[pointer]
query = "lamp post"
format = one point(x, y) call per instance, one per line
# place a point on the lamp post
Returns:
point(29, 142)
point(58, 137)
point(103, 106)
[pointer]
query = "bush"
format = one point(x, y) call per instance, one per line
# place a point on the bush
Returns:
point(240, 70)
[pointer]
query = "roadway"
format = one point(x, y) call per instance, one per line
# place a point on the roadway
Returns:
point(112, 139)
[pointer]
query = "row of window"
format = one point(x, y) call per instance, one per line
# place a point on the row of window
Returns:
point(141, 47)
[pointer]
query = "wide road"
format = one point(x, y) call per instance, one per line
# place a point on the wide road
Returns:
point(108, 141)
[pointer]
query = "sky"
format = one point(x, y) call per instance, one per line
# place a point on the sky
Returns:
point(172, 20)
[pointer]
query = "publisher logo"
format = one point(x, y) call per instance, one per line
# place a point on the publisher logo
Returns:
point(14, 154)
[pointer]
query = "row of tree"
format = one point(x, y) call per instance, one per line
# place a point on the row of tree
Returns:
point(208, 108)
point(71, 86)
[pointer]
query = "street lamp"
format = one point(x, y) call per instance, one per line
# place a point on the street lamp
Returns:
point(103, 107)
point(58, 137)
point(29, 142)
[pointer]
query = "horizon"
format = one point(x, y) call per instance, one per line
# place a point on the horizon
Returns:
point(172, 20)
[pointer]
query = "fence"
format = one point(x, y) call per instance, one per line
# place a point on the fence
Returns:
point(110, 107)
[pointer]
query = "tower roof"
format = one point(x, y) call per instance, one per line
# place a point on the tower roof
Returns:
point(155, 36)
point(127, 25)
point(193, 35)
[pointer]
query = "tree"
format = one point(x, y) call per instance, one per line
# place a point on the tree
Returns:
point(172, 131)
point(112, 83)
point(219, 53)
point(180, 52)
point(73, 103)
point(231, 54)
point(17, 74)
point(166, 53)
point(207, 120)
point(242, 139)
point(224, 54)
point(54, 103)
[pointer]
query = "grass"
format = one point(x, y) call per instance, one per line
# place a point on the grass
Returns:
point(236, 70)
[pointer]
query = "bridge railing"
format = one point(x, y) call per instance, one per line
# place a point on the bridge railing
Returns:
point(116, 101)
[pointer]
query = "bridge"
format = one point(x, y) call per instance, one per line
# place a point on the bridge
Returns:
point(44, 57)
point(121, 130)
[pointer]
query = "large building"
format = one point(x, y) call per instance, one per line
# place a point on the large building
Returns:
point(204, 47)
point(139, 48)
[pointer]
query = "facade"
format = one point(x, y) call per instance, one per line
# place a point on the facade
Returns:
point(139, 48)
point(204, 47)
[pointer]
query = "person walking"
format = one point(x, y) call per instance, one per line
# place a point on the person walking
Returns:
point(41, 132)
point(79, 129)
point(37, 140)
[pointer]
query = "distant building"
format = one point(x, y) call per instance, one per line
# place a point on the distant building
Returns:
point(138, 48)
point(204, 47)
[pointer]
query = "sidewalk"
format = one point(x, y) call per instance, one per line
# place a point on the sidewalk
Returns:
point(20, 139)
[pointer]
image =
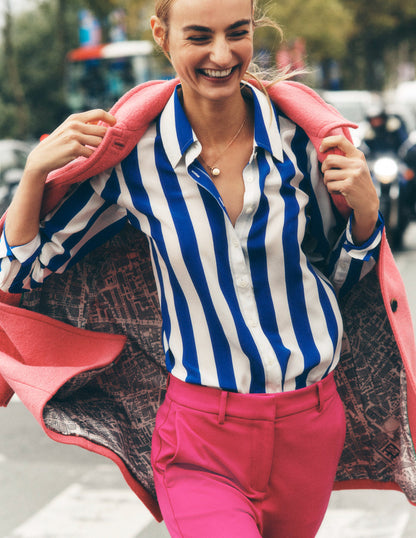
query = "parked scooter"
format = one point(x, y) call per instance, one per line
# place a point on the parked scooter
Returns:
point(394, 183)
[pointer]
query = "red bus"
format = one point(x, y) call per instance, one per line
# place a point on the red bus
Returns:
point(98, 75)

▶ _Work to do_
Nothing in the entries above should change when they are printed again, except that the pictures are dropped.

▶ _Answer for the task_
[pointer]
query = "lamp post"
format = one point(x, y) call per instance, one per line
# place a point on the lamp post
Returns:
point(29, 142)
point(58, 137)
point(103, 106)
[pointer]
query = "bush"
format = one point(x, y) call per instance, one per line
# place a point on the bush
Returns:
point(240, 70)
[pointer]
query = "roadway"
format = one point(x, y) call per instance, one per line
# place a point on the roadway
Returns:
point(112, 139)
[pointer]
query = "row of window"
format = one point(x, y) call per instance, one per line
# place a point on the row of window
Returns:
point(141, 47)
[pointer]
query = "wide road"
format = one point(x, y) call per instance, one per line
# place a point on the wide road
Returns:
point(108, 141)
[pointer]
query = "sky"
format = one point(x, y) call per instance, one per line
# place a point on the sky
Returns:
point(172, 20)
[pointer]
query = "publisher logo"
format = one point(x, y) call per instance, one per line
# place a point on the publisher logo
Returns:
point(14, 154)
[pointer]
query = "row of tree"
format = one point(x, y) call per instance, one per line
# place a point on the row of tree
Returns:
point(208, 108)
point(71, 86)
[pointer]
query = "street lamp"
format = one point(x, y) call per instance, one per line
# place a point on the street lamp
Returns:
point(103, 107)
point(58, 137)
point(29, 142)
[pointer]
query = "horizon"
format = one point(x, y) call per instance, one per line
# place a point on the horizon
Returns:
point(172, 20)
[pointer]
query = "fence"
format = one point(x, y) call per instance, one per line
# place a point on the fence
Returns:
point(110, 107)
[pointer]
query = "tower roof"
format = one point(x, y) call per instance, one per line
# place a point on the tower roof
Returns:
point(155, 36)
point(127, 25)
point(193, 35)
[pointer]
query = "tree"
format = one point(x, y) call per instance, one per line
# place a point on the tree
Returns:
point(172, 131)
point(112, 83)
point(219, 53)
point(180, 52)
point(73, 103)
point(231, 54)
point(17, 74)
point(166, 53)
point(207, 120)
point(242, 139)
point(224, 54)
point(54, 103)
[pointer]
query = "grass"
format = one point(x, y) call per instance, one per line
# place a point on the grass
Returns:
point(236, 70)
[pointer]
query = "bridge railing"
format = one point(x, y) call per instance, one per line
# place a point on the bridge railing
Returns:
point(116, 101)
[pointer]
query = "bridge"
format = one point(x, y) call per instance, one per line
# place a point on the bridge
Returns:
point(44, 57)
point(121, 130)
[pointer]
query = "large building"
format = one point(x, y) call per instance, one per line
# place a point on the large building
Returns:
point(204, 47)
point(139, 48)
[pointer]
query = "facade"
format = one point(x, y) call per instance, one per line
# place a point on the facade
Returns:
point(139, 48)
point(204, 47)
[pointer]
query = "person walking"
format = one point(x, y) call per instance, one per line
# place a point on the person walking
Returns:
point(41, 132)
point(79, 129)
point(37, 140)
[pointer]
query = "distant building"
format = one point(x, y) call per instance, one per line
# place a point on the distant building
Returns:
point(138, 48)
point(204, 47)
[pointer]
query = "sidewalk"
format = one point(x, y) call per instance, one per line
# place a point on the sidewalk
Returns:
point(20, 139)
[pointer]
image =
query = "parked scooter"
format = one point(x, y) call per instance, one per line
# place a point on the parked scooter
Returns:
point(394, 183)
[pointer]
query = "red bus"
format = one point(x, y) call per instance, one per line
# place a point on the red bus
Returns:
point(98, 75)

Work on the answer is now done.